=== Input for this task ===
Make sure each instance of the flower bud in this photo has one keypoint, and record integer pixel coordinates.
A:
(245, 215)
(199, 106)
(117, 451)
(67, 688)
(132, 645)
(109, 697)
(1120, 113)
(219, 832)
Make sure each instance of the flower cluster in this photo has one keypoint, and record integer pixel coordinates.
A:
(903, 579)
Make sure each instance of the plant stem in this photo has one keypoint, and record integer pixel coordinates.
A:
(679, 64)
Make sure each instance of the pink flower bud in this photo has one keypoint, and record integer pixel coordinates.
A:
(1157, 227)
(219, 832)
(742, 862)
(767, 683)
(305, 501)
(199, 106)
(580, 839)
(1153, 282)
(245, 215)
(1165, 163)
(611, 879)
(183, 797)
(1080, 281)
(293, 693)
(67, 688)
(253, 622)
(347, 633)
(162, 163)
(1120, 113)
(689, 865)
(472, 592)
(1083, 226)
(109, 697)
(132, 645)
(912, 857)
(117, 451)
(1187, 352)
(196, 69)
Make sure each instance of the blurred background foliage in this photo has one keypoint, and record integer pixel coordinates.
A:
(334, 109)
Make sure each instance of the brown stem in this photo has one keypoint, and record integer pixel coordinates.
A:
===
Task description: Copy all of the material above word for word, keeping every line as it appears.

Written response:
Make sure each instance of the flower bud in this photo has one keypoint, and record integer pixel coordinates.
A:
(245, 215)
(199, 106)
(117, 451)
(67, 688)
(132, 645)
(109, 697)
(1120, 113)
(219, 832)
Make sure each instance of the flower cluster in this photo has one keypoint, and record integer pixel coordinates.
A:
(903, 579)
Make sure each instance of the plant stem in this photo has one keypoint, and record integer pixel coordinates.
A:
(679, 64)
Make sure each instance of the pink flower bud in this photo has one keypoint, and record integer pixel coordinates.
A:
(1157, 227)
(219, 832)
(742, 862)
(767, 683)
(305, 501)
(199, 106)
(580, 839)
(1153, 282)
(245, 215)
(1165, 163)
(611, 879)
(183, 797)
(1080, 281)
(293, 693)
(67, 688)
(253, 622)
(347, 633)
(162, 163)
(1120, 113)
(689, 865)
(472, 592)
(1083, 226)
(109, 697)
(132, 645)
(912, 857)
(117, 451)
(1187, 352)
(196, 69)
Make sure each instance of the blurred background foliage in this photo has one keypoint, and record integer pixel coordinates.
A:
(334, 109)
Make sure each instance of the brown stem in this photo has one keypoint, and record integer pixel coordinates.
A:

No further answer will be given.